--- START ---
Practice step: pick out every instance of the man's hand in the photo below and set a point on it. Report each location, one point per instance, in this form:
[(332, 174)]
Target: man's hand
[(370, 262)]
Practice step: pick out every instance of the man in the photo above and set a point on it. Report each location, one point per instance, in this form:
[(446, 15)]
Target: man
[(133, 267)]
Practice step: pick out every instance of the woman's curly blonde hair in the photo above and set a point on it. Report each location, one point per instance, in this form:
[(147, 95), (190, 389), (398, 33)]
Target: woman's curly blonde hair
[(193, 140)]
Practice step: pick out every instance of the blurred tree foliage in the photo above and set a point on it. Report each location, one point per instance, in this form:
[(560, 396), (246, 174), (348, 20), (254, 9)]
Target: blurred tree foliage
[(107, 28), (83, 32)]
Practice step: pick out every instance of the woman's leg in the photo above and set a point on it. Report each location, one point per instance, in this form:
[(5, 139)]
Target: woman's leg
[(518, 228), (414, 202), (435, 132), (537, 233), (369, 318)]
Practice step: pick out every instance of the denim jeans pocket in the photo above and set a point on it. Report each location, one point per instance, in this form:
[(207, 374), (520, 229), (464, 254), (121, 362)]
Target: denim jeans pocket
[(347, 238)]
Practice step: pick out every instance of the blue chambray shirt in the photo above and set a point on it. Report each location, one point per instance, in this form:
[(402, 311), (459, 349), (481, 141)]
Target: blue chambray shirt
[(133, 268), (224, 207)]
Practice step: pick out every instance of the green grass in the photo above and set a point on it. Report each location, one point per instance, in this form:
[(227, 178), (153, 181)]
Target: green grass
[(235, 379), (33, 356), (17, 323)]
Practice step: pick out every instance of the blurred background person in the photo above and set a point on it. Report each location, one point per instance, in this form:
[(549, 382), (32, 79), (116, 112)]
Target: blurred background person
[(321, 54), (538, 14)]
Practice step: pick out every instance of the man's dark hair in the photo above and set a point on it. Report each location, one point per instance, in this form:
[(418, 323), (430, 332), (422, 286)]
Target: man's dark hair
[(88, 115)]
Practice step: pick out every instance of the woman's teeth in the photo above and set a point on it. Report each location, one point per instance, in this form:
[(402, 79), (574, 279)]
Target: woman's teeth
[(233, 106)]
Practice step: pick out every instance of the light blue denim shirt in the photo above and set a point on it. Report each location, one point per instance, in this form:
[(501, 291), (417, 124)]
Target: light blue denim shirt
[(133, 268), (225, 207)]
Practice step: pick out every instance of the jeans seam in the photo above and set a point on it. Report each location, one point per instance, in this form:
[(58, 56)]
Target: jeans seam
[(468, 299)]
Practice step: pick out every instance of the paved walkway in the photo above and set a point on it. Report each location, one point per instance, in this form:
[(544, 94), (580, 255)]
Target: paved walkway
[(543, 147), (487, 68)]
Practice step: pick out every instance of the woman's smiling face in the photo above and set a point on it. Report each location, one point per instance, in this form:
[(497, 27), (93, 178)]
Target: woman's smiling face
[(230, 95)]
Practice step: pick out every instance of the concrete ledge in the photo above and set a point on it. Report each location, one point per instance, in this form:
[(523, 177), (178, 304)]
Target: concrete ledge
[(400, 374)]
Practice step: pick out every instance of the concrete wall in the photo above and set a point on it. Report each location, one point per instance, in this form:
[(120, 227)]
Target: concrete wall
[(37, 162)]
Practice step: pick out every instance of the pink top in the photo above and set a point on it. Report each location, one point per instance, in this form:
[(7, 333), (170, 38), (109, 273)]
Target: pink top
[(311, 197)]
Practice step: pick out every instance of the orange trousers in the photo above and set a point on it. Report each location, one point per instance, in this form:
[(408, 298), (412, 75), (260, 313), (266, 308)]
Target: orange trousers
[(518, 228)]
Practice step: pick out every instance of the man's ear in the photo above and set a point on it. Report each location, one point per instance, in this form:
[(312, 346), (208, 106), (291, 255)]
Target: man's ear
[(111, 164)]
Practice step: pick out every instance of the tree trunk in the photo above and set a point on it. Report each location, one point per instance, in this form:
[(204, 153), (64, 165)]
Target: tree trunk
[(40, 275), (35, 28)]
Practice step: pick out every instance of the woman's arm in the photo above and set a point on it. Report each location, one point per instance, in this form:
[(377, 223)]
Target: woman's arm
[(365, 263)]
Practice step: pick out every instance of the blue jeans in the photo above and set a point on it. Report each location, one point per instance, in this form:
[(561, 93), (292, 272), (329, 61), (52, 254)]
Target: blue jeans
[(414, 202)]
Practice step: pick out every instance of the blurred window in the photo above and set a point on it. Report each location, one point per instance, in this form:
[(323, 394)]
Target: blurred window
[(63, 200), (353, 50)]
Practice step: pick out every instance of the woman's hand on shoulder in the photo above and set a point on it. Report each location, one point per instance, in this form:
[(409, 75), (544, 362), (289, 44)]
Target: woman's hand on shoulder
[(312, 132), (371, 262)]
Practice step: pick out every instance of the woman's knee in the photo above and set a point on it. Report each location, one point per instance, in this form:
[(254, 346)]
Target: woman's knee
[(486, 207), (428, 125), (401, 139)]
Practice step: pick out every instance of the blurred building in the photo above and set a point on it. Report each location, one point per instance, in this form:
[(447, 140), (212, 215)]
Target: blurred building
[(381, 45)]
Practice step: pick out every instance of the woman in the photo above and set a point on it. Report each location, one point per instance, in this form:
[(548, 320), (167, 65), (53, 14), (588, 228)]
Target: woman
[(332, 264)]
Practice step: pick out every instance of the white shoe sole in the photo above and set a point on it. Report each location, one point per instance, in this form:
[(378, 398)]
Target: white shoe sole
--- END ---
■ **Work required**
Set down all of the records shown above once more, exactly.

■ **Solved exercise**
Practice step: pick out every instance of the man's hand in the photo below and set a point on it. Report each location, one point per instance, in this form:
[(332, 174)]
Target: man's hand
[(370, 262)]
Practice step: pick out every instance of the man in the photo above and set a point on it. Report each location, one point per instance, in this form:
[(446, 15)]
Target: man
[(133, 267)]
Practice step: pick out every instance of the woman's curly blonde hair in the photo above and set a point on it. Report each location, one point per instance, in this form:
[(147, 95), (190, 389), (398, 33)]
Target: woman's curly blonde hair
[(193, 140)]
Practice step: pick out every instance of the blurred tree foliage in the photo above and set a point on it. Report each location, one point per instance, in this form:
[(560, 396), (246, 174), (348, 20), (254, 9)]
Target: blurred tree foliage
[(107, 28), (83, 32)]
Practice step: pick out every instance of the woman's leg in the photo above and set a point on it. Report each location, one point per instance, in this form:
[(5, 139)]
Target: woman's leg
[(518, 228), (414, 202), (435, 132), (537, 233), (369, 318)]
Practice step: pick out every instance of the denim jeans pocket in the photo above and set a point on it. Report each location, one point per instance, in this form:
[(207, 374), (520, 229), (464, 254), (121, 362)]
Target: denim jeans pocket
[(347, 238)]
Practice step: pick out every instance of the blue chambray shirt in the photo above and set a point on it. Report each location, one point per instance, in this form:
[(402, 311), (459, 349), (481, 141)]
Target: blue chambray shirt
[(133, 268), (224, 207)]
Practice step: pick out every instance of the green grass in the photo above and set a point on it. Report each location, one point per instance, in this form:
[(227, 178), (153, 181)]
Target: green grass
[(235, 379), (33, 356), (17, 323)]
Practice step: pick out every instance of the blurred background person in the photo above and set a point on it. Report each location, one point per instance, in this form:
[(549, 382), (32, 79), (116, 112)]
Target: blurred background person
[(321, 54), (538, 14)]
Practice step: pick out every instance of the man's dark hair in the photo above and set a point on it. Report each location, one point per instance, in this form:
[(418, 323), (430, 332), (422, 286)]
Target: man's dark hair
[(88, 115)]
Practice step: pick out every instance of the woman's teeth in the photo above and set a point on it. Report each location, one point per instance, in this form:
[(402, 79), (574, 279)]
Target: woman's teeth
[(233, 106)]
Practice step: pick out every instance of the light blue denim shirt in the photo above and set a point on it. Report each location, one point per instance, in this form:
[(501, 291), (417, 124)]
Target: light blue denim shirt
[(133, 268), (225, 207)]
Practice step: pick out every instance of the jeans seam in the photo above and set a point on it. Report each location, one point per instance, in this form:
[(58, 56)]
Target: jeans seam
[(468, 299)]
Practice step: pick out every instance of the paved walkway in the photo above and set a point on it. Report each location, one point per instance, in this form:
[(544, 94), (580, 255)]
Target: paved walkway
[(543, 147), (487, 68)]
Practice step: pick out every instance of the woman's smiling face in the photo above and set a point on it. Report each location, one point per instance, in this form:
[(497, 27), (93, 178)]
Target: woman's smiling face
[(230, 95)]
Practice step: pick out every instance of the concrete ledge in the photo above and set a point on it. Report each location, one point per instance, in this form:
[(523, 177), (178, 304)]
Target: concrete ledge
[(400, 374)]
Practice step: pick out every instance of the concrete wall in the photo above and set a point on it. Report each location, one point per instance, in this form:
[(120, 227)]
Target: concrete wall
[(37, 162)]
Practice step: pick out every instance of the pink top in the photo above and set a point on it. Report each location, one point per instance, in this form:
[(7, 333), (170, 38), (109, 273)]
Target: pink top
[(311, 197)]
Practice step: pick out every instance of the orange trousers in the photo above and set a point on it. Report each location, one point per instance, in this form:
[(408, 298), (412, 75), (260, 313), (266, 308)]
Target: orange trousers
[(518, 228)]
Practice step: pick out every instance of the man's ear in the photo above and set a point on it. Report each location, one point per instance, in this form:
[(312, 346), (208, 106), (291, 255)]
Target: man's ear
[(111, 164)]
Practice step: pick out every instance of the tree trunk in the photo above and set a point on it. Report each location, one point per instance, in this form:
[(204, 153), (64, 165)]
Target: tree trunk
[(40, 275), (35, 28)]
Practice step: pick out every instance of the woman's arm in the photo above and set a point on it. Report each location, one point per instance, in this form:
[(377, 223)]
Target: woman's arm
[(365, 263)]
Practice step: pick out every instance of the blue jeans in the photo above and set a point on it. Report each location, one point per instance, in this form:
[(561, 93), (292, 272), (329, 61), (52, 254)]
Target: blue jeans
[(414, 202)]
Practice step: pick out every instance of the blurred window in the photo above and set a point on it. Report each location, one point per instance, in this form:
[(323, 394)]
Target: blurred window
[(63, 200), (353, 50)]
Practice step: pick out every instance of the woman's hand on shoulder in the photo above and set a point on it. Report each location, one point per instance, in this form:
[(409, 75), (544, 362), (289, 44)]
Target: woman's hand on shoulder
[(312, 132), (371, 262)]
Practice step: pick out every instance of the woman's knee in the photo above and set a point on it. Report each location, one point per instance, in this form:
[(254, 346)]
Target: woman's knee
[(486, 207), (428, 125), (401, 139)]
Practice step: pick out every instance of the blurred building in the photo above and set a point on it. Report each location, one point per instance, in this form:
[(447, 140), (212, 215)]
Target: blurred building
[(381, 45)]
Practice step: pick out every instance of the woman in the photo above and set a point on it. Report each location, one point per instance, in this form:
[(548, 320), (167, 65), (53, 14), (588, 228)]
Target: woman
[(332, 264)]
Practice step: pick out every instance of the white shoe sole in the photo above and set a point on it. Report each location, one point per instance, in this form:
[(378, 398)]
Target: white shoe sole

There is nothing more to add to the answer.